**ASSIGNED TASK 1:** Translate this sentence from the passage about Dad's chemo below into Spanish: "Even though my dad wasn't a tall guy, he always looked pretty healthy."
**ASSIGNED TASK 2:** From the passage about Dad's chemo below, copy word for word the part starting with "Chemo kept on" and going on through "couldn't come home.".

**EXTRACT:**
◆ ◆ ◆ ◆ ◆ ◆ ◆

Chemo kept on going for Dad through the winter of 1999, and he lost his hair, his appetite, and occasionally, his lunch. (Sad, but true, folks.) The first time I saw him after Christmas was in February of '99. Ed and I were fighting colds, and didn't want Dad to get sick. However, one day, Dad needed us for help because he was unsteady on his feet and Mom was on the mail route and couldn't come home.

When Ed and I stepped into the "town house" to see Dad, it was a shocker. He was thinner (and he didn't have much weight to lose), and he had no hair. He was pale. He looked so small. Even though my dad wasn't a tall guy, he always looked pretty healthy. Not that day...he was still in his pajamas, and looked so weary.

◆ ◆ ◆ ◆ ◆ ◆ ◆

**RECORDS SHOWN:**
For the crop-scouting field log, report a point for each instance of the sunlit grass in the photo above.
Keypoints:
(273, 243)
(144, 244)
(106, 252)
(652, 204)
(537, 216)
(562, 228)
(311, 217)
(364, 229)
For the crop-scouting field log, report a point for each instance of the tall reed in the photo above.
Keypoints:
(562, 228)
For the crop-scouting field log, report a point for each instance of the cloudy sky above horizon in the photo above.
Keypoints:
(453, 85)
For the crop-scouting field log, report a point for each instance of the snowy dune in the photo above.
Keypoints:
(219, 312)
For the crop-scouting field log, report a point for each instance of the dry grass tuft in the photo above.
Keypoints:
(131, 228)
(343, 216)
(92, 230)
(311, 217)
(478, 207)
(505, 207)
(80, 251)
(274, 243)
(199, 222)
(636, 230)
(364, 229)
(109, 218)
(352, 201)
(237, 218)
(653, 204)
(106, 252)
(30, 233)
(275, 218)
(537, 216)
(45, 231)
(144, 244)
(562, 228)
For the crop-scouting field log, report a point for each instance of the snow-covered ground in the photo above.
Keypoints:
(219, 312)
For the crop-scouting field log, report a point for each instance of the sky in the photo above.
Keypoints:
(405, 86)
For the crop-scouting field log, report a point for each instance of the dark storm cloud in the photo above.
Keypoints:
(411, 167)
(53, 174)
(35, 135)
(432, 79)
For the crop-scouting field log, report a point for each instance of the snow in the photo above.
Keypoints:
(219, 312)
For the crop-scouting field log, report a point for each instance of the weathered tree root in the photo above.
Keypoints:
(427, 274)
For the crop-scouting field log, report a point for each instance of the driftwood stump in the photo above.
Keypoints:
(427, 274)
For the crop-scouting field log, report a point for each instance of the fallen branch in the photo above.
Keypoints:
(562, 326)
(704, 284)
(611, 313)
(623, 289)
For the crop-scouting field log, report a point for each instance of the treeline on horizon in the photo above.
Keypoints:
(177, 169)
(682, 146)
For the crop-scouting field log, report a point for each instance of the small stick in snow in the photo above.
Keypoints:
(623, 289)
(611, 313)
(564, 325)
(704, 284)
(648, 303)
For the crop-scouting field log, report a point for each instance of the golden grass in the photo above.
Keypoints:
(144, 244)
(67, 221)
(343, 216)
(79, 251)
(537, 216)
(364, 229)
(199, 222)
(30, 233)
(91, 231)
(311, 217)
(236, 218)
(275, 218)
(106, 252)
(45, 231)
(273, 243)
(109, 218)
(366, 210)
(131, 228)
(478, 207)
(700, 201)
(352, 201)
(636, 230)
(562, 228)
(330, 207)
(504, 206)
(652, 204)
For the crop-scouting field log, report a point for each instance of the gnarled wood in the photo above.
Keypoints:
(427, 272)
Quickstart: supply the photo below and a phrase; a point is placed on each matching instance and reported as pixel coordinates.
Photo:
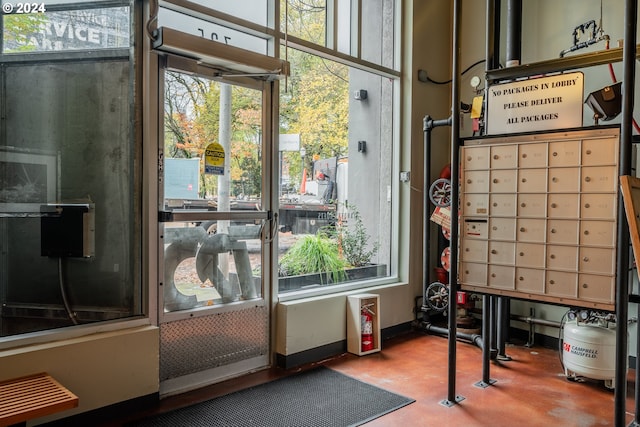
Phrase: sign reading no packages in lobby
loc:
(542, 103)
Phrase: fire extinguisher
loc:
(366, 324)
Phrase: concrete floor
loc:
(530, 389)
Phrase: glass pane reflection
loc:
(204, 266)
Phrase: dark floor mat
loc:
(318, 397)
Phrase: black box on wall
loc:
(67, 230)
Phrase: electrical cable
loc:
(561, 338)
(65, 300)
(466, 70)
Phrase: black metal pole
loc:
(427, 123)
(455, 145)
(622, 266)
(514, 30)
(492, 62)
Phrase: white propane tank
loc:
(589, 350)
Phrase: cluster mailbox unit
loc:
(538, 216)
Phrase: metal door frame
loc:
(181, 326)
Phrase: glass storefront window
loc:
(216, 32)
(305, 19)
(66, 30)
(69, 243)
(335, 204)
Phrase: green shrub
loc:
(354, 240)
(314, 254)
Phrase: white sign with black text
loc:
(542, 103)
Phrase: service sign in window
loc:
(35, 27)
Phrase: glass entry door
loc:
(213, 300)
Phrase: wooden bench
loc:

◆ ◆ ◆ ◆ ◆ ◆ ◆

**EXERCISE RESULT 1:** Aunque mi papá no era un tipo alto, siempre se veía bastante sano.

**EXERCISE RESULT 2:**
Chemo kept on going for Dad through the winter of 1999, and he lost his hair, his appetite, and occasionally, his lunch. (Sad, but true, folks.) The first time I saw him after Christmas was in February of '99. Ed and I were fighting colds, and didn't want Dad to get sick. However, one day, Dad needed us for help because he was unsteady on his feet and Mom was on the mail route and couldn't come home.